**Text provided**
----

Monday, 17 December 2012

Tottenham Hotspur 1 Swansea City 0


You may deduce from most of my postings on here and the matches I choose to attend that I’m firmly against the kind of greedy, champagne-quaffing, canapé-gobbling commercialism that makes the cogs turn in football these days.

The reality is, I’ve never had the proverbial prawn sandwich wafted under my nose, so I was never really in a good position to judge. I did have some hospitality at Boston United once about a decade ago but they’d just put some peanuts out in the pay bar and all I remember is the director’s box being position right next to some very foul-mouthed Dagenham and Redbridge fans. 

That all changed on Sunday and, I’m not ashamed to say, it was a thoroughly enjoyable day. If a match ticket to a game like this is a dollop of vanilla ice cream, then the hospitality at White Hart Lane was the sprinkling of chocolate drops, the hundreds and thousands, Flake or lashing of strawberry sauce.

It’s not something I’d be able to do often, of course, because it costs several hundred pounds per game but when it’s offered through work by Under Armour, the suppliers of Tottenham’s kit, then I was never going to turn the opportunity down. And, admit it, neither would you.

A great cavalcade of entertainment was laid on, starting at 9.30 in the morning - four hours before kick-off. This kind of hour is never comfortable on a Sunday and I was embarrassingly red-cheeked by the time I’d walked to the ground from Seven Sisters Tube, relying on nothing more than my natural sense of direction and the position of the sun in the sky.

----

**Extracted entries**

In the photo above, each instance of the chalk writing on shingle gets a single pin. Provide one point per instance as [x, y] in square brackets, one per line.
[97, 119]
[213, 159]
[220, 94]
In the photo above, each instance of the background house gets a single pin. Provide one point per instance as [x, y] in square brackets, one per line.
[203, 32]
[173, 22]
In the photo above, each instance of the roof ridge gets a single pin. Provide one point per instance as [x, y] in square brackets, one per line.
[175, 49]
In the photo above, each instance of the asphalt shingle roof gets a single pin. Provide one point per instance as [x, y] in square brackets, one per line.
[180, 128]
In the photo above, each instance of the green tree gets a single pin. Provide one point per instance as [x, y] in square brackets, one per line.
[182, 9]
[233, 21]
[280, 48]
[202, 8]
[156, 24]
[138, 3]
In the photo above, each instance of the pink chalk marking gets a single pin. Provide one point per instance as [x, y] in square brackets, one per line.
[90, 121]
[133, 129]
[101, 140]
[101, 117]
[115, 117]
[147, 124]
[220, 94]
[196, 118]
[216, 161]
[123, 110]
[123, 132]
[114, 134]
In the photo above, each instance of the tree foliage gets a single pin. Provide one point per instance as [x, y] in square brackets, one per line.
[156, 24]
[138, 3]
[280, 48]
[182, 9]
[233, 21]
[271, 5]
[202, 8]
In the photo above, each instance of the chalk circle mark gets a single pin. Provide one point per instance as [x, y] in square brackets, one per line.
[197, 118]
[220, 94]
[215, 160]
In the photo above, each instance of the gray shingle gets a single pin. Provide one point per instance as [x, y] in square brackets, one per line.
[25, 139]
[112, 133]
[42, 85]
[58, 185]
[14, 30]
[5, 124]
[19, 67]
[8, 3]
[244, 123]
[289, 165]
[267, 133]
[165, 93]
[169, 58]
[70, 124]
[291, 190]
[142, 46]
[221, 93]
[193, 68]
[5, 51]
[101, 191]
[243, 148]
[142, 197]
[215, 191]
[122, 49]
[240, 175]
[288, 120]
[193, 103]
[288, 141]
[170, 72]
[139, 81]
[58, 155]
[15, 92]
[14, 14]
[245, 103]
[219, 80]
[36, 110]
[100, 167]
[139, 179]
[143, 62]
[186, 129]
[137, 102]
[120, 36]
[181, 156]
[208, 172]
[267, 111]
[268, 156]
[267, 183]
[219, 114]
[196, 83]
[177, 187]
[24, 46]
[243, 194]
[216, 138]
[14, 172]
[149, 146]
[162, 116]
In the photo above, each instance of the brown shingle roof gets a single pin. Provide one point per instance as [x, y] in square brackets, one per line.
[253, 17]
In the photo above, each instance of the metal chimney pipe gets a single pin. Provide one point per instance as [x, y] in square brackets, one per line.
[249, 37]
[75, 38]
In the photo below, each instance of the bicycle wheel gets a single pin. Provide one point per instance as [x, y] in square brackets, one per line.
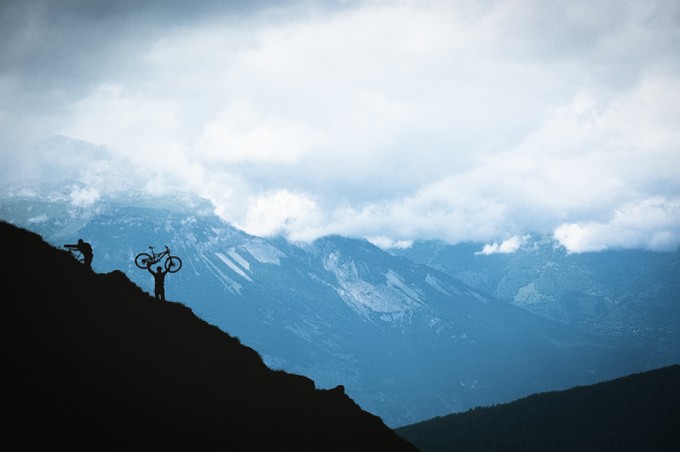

----

**Task list**
1) Answer these about the post on the Tottenham Hotspur versus Swansea City match:
(a) What was the final score?
(b) Which company offered the hospitality through work, and what does it supply to Tottenham?
(c) From which Tube station did the writer walk to the ground?
2) Continue the post about the hospitality day at the Tottenham Hotspur versus Swansea City match, starting after its last sentence.

**Responses per task**
1)
(a) Tottenham Hotspur 1, Swansea City 0.
(b) Under Armour, the supplier of Tottenham's kit.
(c) Seven Sisters.

2)
Yes, it was that black hole of the month when the data allowance has run out on my phone and Google Maps loads as though it’s being powered by coal and steam. Grey pixel by grey pixel.

First up was a champagne breakfast and a mini-tour of the Lane before the players and fans showed up. We poked our heads round the door of the home dressing room, which had been immaculately laid out by the kit man with the meticulous organisation of a Buckingham Palace dinner service. The massage table was covered in litres and litres of Lucozade and metres and metres of liniment. Whatever happened to Deep Heat, I wondered.

Tottenham's kit was laid out with the precision of a royal banquet
Anyone need some energy? 
It was then on to pitchside and the stadium had an eerie calm-before-the-storm feel about it. Stan Collymore, there for Talksport, was taking pictures of the pitch on his iPad. “He’s just come from a lay-by,” someone quipped. Ooooohhh.
It's so quiet down the Lane...
We then had a souvenir photo with our table's designated Spurs legend. Ours was great keeper Pat Jennings, who was top quality company, talking about quagmire pitches and the virtues of steak and chips as a pre-match meal. 

We had our picture taken with the FA Cup given to Spurs after the 1991 win over Nottingham Forest - I think they decided to forge a new one because Paul Gascoigne dropped it in the bath and the lid bent, or so the tour guide said.

There was plenty of time for a few pints of Guinness and a sumptuous four-course meal which was the best feed I’ve had in a long while. Not that this says much when I subsist largely on ready meals which can be stabbed with a fork and zapped in the oven. That and Percy Pigs.
Up for the Cup with Pat Jennings
Before we knew it, the players were emerging and the Super Sunday clash was underway. Naturally, the seats were excellent and nicely padded in blue leather. Unfortunately, the first-half didn’t live up to anyone’s expectations - when you have two sides like this, whose philosophy is to play pleasing, passing football, there is always the chance that the contest is actually awful. That is what transpired and my fiver on a 3-2 win for Spurs might as well have been folded into a paper aeroplane and thrown from the upper tier.

I had been excited to see Michu in action. He’s actually quite tall in the flesh, ruining my perception that he was a petite and agile Messi kind of player. Whatever his build, he was pretty ineffective here and did nothing for the game or my fantasy football points.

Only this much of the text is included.